>>

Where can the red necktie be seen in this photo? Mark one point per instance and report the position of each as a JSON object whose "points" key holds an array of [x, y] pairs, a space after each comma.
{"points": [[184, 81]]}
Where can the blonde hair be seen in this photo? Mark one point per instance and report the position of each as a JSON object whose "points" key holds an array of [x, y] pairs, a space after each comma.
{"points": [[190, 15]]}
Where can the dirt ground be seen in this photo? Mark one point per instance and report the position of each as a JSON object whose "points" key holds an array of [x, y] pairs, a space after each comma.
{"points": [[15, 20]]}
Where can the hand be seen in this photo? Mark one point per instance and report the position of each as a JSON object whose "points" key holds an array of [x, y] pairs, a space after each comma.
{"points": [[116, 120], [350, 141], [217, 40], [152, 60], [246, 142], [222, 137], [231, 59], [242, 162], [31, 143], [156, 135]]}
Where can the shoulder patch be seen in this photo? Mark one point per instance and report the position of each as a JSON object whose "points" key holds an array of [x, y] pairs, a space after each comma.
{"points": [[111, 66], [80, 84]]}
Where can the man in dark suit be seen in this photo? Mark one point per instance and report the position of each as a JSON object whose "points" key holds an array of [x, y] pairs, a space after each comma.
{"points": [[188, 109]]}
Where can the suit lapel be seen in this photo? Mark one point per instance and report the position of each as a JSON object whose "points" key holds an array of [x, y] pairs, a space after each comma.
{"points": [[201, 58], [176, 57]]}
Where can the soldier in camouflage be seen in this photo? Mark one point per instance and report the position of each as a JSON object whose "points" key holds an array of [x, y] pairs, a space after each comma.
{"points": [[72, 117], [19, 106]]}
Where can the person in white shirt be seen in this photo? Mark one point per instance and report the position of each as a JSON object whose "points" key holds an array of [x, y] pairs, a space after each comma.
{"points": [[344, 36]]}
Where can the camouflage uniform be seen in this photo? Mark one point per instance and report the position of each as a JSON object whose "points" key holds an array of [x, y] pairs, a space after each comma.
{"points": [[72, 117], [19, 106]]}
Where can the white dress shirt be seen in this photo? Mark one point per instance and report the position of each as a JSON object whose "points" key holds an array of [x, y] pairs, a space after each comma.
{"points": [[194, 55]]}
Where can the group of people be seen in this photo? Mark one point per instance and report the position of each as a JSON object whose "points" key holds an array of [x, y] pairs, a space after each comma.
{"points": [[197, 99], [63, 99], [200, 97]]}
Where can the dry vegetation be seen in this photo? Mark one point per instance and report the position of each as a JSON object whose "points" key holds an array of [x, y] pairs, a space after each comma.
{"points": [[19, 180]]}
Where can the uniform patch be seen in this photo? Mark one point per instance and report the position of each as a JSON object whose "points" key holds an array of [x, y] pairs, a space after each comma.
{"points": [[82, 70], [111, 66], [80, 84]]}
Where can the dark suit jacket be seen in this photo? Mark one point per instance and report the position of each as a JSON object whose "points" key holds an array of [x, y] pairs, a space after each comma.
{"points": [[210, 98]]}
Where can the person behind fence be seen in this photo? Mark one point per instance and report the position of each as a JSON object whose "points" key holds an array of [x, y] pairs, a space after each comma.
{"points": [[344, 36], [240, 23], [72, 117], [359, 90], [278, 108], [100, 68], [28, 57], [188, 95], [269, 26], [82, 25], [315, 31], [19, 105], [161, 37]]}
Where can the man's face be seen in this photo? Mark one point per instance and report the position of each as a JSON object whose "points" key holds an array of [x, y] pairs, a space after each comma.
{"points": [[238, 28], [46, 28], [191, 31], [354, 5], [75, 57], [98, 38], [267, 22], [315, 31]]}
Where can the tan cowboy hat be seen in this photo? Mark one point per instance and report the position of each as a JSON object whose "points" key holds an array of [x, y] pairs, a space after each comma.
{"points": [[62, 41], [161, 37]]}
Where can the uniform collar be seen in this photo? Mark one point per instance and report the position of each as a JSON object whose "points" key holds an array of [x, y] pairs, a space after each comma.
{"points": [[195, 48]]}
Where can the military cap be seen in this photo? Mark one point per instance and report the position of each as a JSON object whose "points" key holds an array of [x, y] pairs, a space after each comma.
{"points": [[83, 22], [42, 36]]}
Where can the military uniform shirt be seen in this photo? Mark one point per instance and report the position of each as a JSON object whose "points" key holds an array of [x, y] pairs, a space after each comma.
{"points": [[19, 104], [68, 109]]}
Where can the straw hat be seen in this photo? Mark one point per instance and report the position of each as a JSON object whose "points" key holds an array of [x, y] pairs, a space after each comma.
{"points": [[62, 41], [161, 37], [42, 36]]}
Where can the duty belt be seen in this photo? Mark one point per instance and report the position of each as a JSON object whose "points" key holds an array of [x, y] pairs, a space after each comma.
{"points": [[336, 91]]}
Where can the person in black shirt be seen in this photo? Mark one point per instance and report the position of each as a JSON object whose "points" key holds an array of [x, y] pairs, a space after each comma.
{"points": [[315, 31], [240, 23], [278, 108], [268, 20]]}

<<

> [Task instructions]
In the listing above, find the line containing "Where can the tan", then reproduce it and each line after it through the end, exactly and with nothing added.

> [Solution to the exercise]
Where can the tan cowboy hat be seen in this photo? Mark one point per instance and report the position of each as a JSON object whose "points" key holds an array of [x, y] pairs, a space after each comma.
{"points": [[62, 41], [161, 37]]}
Where can the uniform collar be seen in this photo? Mark one point per instance and report the position of each as a JSON object whose "points" key holds an array of [x, y] pairs, a space after each comma.
{"points": [[195, 48]]}
Where can the military cap be seen in this photo? Mark one point per instance and report the position of each as a JSON object whose "points" key holds an array of [x, y] pairs, a space after each comma.
{"points": [[83, 22], [42, 36]]}
Where can the military uniform shirt be seen in this photo? Mark one point per instance and report the position of each as a JSON object whose "points" key holds an array of [x, y] pairs, a space after each comma.
{"points": [[19, 104], [68, 109]]}
Where can the straw hat be seen in this photo? Mark one point per instance and report the position of each as a JSON object whose "points" key holds an array of [x, y] pairs, a space after each comma.
{"points": [[62, 41], [161, 37], [42, 36]]}
Where can the duty belt be seen in this photo? Mark one point per instance and report the position of each as a JSON object whose "points" key holds an array of [x, y] pairs, a space after each comma.
{"points": [[336, 91]]}
Where can the person in black shirt be seen in this photo? Mark one point per instance and report the position of each as a JSON object whose "points" key holds an array of [x, y] pairs, a space after each comma.
{"points": [[315, 31], [240, 23], [278, 108], [268, 20]]}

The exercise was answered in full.